Extract provided:
Skip to content

finlab.dataframe

FinlabDataFrame extends Pandas DataFrame with automatic data alignment, technical indicator computation, and stock selection utilities.

Use Cases

  • Automatically align data of different frequencies (daily, weekly, monthly, quarterly)
  • Quickly perform stock selection (ranking, top-N filtering)
  • Compute moving averages and technical indicators
  • Manage entry/exit signals (hold until stop-loss/take-profit)
  • Industry neutralization
  • Cross-sectional factor preprocessing (df.cs: rank, winsorize, z-score)
  • Within-sector transforms and aggregation (df.sector: sector rank, mean, std)
  • Portfolio weight construction (df.weight: inverse volatility, risk parity, drawdown control)

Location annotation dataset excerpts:
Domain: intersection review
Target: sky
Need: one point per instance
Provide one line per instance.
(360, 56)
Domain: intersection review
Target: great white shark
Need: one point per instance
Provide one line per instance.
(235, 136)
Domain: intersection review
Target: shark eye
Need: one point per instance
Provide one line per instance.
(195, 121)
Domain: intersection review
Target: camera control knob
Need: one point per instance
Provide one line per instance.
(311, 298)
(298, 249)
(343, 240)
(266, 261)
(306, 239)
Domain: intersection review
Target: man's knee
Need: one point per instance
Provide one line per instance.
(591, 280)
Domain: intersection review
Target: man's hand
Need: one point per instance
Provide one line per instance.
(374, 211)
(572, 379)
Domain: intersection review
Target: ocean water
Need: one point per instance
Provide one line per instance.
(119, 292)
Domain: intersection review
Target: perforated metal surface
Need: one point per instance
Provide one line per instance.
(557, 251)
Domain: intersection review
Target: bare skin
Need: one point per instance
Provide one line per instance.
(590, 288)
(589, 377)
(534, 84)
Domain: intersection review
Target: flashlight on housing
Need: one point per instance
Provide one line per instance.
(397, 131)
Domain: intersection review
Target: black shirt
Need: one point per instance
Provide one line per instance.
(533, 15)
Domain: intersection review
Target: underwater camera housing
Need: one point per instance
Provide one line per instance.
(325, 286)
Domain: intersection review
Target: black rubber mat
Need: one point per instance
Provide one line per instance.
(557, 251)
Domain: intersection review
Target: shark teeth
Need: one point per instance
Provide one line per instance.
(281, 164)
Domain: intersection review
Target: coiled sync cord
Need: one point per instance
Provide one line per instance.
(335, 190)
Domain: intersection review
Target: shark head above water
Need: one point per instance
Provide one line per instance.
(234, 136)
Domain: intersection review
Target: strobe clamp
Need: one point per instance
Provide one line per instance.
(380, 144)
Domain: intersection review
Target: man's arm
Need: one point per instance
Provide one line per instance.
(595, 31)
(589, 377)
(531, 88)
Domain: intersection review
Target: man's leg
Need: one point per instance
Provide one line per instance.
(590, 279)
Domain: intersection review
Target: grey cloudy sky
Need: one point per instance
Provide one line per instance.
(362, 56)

Task instructions:
(1) In the finlab.dataframe page, which three operations does df.cs provide for cross-sectional factor preprocessing?
(2) Rewrite the finlab.dataframe page from "finlab.dataframe" to "(hold until stop-loss/take-profit)", changing "stock selection" to "equity selection".

Answers to each task:
(1) Rank, winsorize, and z-score.

(2)
finlab.dataframe

FinlabDataFrame extends Pandas DataFrame with automatic data alignment, technical indicator computation, and equity selection utilities.

Use Cases

  • Automatically align data of different frequencies (daily, weekly, monthly, quarterly)
  • Quickly perform equity selection (ranking, top-N filtering)
  • Compute moving averages and technical indicators
  • Manage entry/exit signals (hold until stop-loss/take-profit)